DO THIS:
Rewrite the material below with every "wildlife tally" changed to "field survey" and nothing else altered. Leave the pictures out of your version.
>>
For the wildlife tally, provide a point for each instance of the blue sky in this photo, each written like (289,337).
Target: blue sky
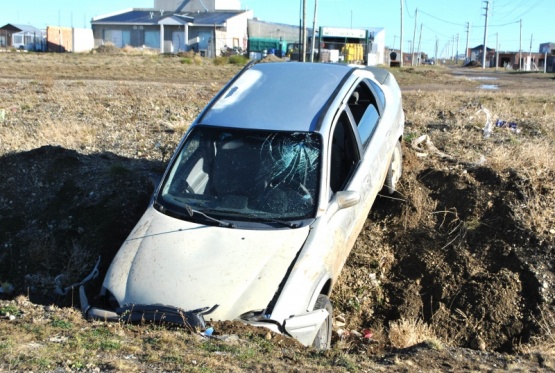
(439,21)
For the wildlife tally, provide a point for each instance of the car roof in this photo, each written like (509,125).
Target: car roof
(288,96)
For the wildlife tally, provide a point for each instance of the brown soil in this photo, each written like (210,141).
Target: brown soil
(446,249)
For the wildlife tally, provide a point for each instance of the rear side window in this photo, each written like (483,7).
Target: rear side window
(365,110)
<<
EXERCISE RESULT:
For the field survey, provide a point for each instance of the blue sky in this photo, each written like (289,337).
Target: blue sky
(439,21)
For the field survey, provide a point for each instance of the car roof in this photo, each written like (509,125).
Target: car roof
(288,96)
For the field survey, provide a point for each instance of the brown soil in this photo, each written like (210,141).
Target: brown soil
(446,249)
For the field survey, provide a point for each instance of the rear side window in this photo, each written like (483,7).
Target: rear side window
(365,110)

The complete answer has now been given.